> _Instruction_: Turn the material below into a numbered list with one line per item, and skip any blank lines. Leave the pictures out of the list.

+ + + + +

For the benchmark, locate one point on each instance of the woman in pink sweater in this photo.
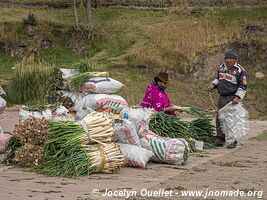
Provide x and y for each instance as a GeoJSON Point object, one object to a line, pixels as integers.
{"type": "Point", "coordinates": [156, 96]}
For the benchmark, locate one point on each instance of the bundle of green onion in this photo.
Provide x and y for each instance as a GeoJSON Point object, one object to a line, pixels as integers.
{"type": "Point", "coordinates": [67, 154]}
{"type": "Point", "coordinates": [200, 129]}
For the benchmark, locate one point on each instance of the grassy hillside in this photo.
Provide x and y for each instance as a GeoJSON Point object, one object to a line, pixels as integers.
{"type": "Point", "coordinates": [135, 44]}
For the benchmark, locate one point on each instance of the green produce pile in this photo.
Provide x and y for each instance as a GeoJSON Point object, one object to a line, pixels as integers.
{"type": "Point", "coordinates": [200, 129]}
{"type": "Point", "coordinates": [67, 154]}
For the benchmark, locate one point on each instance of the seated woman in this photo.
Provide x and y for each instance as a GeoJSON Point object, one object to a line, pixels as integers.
{"type": "Point", "coordinates": [156, 96]}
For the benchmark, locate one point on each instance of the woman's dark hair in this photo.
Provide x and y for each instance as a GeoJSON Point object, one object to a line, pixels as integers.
{"type": "Point", "coordinates": [156, 79]}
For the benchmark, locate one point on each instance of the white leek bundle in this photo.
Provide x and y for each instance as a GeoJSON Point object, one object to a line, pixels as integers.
{"type": "Point", "coordinates": [106, 158]}
{"type": "Point", "coordinates": [98, 127]}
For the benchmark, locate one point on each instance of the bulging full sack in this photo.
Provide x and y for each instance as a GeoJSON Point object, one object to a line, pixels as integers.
{"type": "Point", "coordinates": [166, 150]}
{"type": "Point", "coordinates": [137, 115]}
{"type": "Point", "coordinates": [101, 85]}
{"type": "Point", "coordinates": [125, 132]}
{"type": "Point", "coordinates": [234, 122]}
{"type": "Point", "coordinates": [101, 102]}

+ + + + +

> _Correct output_:
1. For the benchmark, locate one point on each instance of the woman in pink sweater in this photo.
2. Provide x and y for each instance as a GeoJSON Point object, one object to a line, pixels as integers.
3. {"type": "Point", "coordinates": [156, 96]}
4. For the benchmark, locate one point on each instance of the bundle of green onion in this photo.
5. Provide x and y for each instance as a GeoJSON Point object, one object to a line, pixels as integers.
6. {"type": "Point", "coordinates": [67, 154]}
7. {"type": "Point", "coordinates": [200, 129]}
8. For the benchmark, locate one point on each instance of the grassy hillside in this photo.
9. Provide x and y for each instance as a GeoJSON Point object, one object to a line, pixels as integers.
10. {"type": "Point", "coordinates": [135, 44]}
11. For the benchmark, locate one point on each instance of the green produce pile in this photo.
12. Provide x and y for each instance as a GeoJSON Point object, one object to a line, pixels as integers.
13. {"type": "Point", "coordinates": [200, 129]}
14. {"type": "Point", "coordinates": [67, 154]}
15. For the benchmark, locate one point on each instance of the seated woman in this photo.
16. Provide x and y for each instance as a GeoJSON Point object, one object to a line, pixels as integers.
17. {"type": "Point", "coordinates": [156, 96]}
18. For the benchmark, locate one point on each instance of the woman's dark hair in this photo.
19. Provide x and y for each instance as a GeoJSON Point object, one object to a line, pixels as integers.
20. {"type": "Point", "coordinates": [156, 79]}
21. For the benchmark, locate one point on each instance of the white leek bundle in this photo.
22. Provide x and y for each instance as a GeoJSON Point object, one object to a line, pixels as integers.
23. {"type": "Point", "coordinates": [106, 158]}
24. {"type": "Point", "coordinates": [98, 127]}
25. For the benchmark, locate one point on each instance of the bulging full sack in this photo.
26. Provide x and y for each instance as a GeoJSON Point object, one object to a line, pixels as integers.
27. {"type": "Point", "coordinates": [166, 150]}
28. {"type": "Point", "coordinates": [137, 115]}
29. {"type": "Point", "coordinates": [101, 85]}
30. {"type": "Point", "coordinates": [125, 132]}
31. {"type": "Point", "coordinates": [234, 122]}
32. {"type": "Point", "coordinates": [101, 102]}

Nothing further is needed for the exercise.